╭──

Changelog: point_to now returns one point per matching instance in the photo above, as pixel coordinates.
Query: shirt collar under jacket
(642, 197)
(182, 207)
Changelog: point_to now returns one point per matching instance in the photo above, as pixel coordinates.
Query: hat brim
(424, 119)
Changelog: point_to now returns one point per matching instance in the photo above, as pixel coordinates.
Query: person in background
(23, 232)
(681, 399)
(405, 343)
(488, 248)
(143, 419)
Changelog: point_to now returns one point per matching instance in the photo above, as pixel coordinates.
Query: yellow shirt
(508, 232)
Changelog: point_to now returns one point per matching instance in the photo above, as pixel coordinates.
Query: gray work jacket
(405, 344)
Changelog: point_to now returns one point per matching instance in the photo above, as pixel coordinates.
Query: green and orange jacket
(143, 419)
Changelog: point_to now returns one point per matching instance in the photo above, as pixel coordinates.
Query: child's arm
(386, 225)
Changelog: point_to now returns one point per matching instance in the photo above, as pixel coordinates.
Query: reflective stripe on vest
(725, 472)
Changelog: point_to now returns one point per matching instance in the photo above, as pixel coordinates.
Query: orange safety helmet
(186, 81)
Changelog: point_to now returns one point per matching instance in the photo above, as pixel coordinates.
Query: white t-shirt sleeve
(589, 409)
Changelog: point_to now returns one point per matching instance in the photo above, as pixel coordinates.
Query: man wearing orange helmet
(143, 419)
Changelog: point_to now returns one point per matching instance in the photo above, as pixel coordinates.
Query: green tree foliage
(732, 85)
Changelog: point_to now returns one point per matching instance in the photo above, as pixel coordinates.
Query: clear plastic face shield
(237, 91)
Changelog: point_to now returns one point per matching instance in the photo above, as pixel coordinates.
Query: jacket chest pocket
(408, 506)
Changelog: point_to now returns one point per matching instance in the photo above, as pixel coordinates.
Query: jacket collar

╰──

## Directions for this task:
Return the data above in full, keeping each line exactly as it stands.

## Output:
Changelog: point_to now returns one point per matching instance in the photo above, as pixel coordinates.
Query: shirt collar under jacket
(642, 197)
(182, 207)
Changelog: point_to now returns one point per matching instance in the photo above, as pixel coordinates.
Query: hat brim
(424, 119)
Changelog: point_to now returns one point per matching instance in the photo above, as pixel coordinates.
Query: person in background
(23, 232)
(681, 399)
(405, 343)
(488, 248)
(143, 419)
Changelog: point_to now returns one point per matching instance in the photo above, as pixel coordinates.
Query: yellow shirt
(508, 232)
Changelog: point_to now returns one point per matching instance in the photo above, as pixel coordinates.
Query: gray work jacket
(405, 344)
Changelog: point_to now returns one point per matching instance in the photo above, as pixel coordinates.
Query: green and orange jacket
(143, 419)
Changelog: point_to now returns one point per matching instance in the photo above, as pixel coordinates.
Query: child's arm
(386, 225)
Changelog: point_to now returns one point per matching instance in the photo above, as pixel coordinates.
Query: reflective stripe on vest
(725, 472)
Changelog: point_to now returns one point per matching instance in the photo above, as pixel coordinates.
Query: orange safety helmet
(186, 81)
Changelog: point_to now returns one point per matching instance in the photo above, as pixel coordinates.
Query: white t-shirt sleeve
(589, 409)
Changelog: point_to now returns one point per matching instance in the photo above, as pixel coordinates.
Query: man wearing orange helmet
(143, 419)
Changelog: point_to now returns one point per matching instance in the photo above, as pixel coordinates.
Query: green tree foliage
(732, 85)
Changelog: point_to now returns one point per matching instance in the photo above, as pixel coordinates.
Query: clear plastic face shield
(237, 91)
Changelog: point_to now returns one point per matching instance in the photo above, as pixel coordinates.
Query: jacket chest pocket
(408, 506)
Changelog: point_to now returns one point per matching instance in the photo above, as pixel coordinates.
Query: jacket collar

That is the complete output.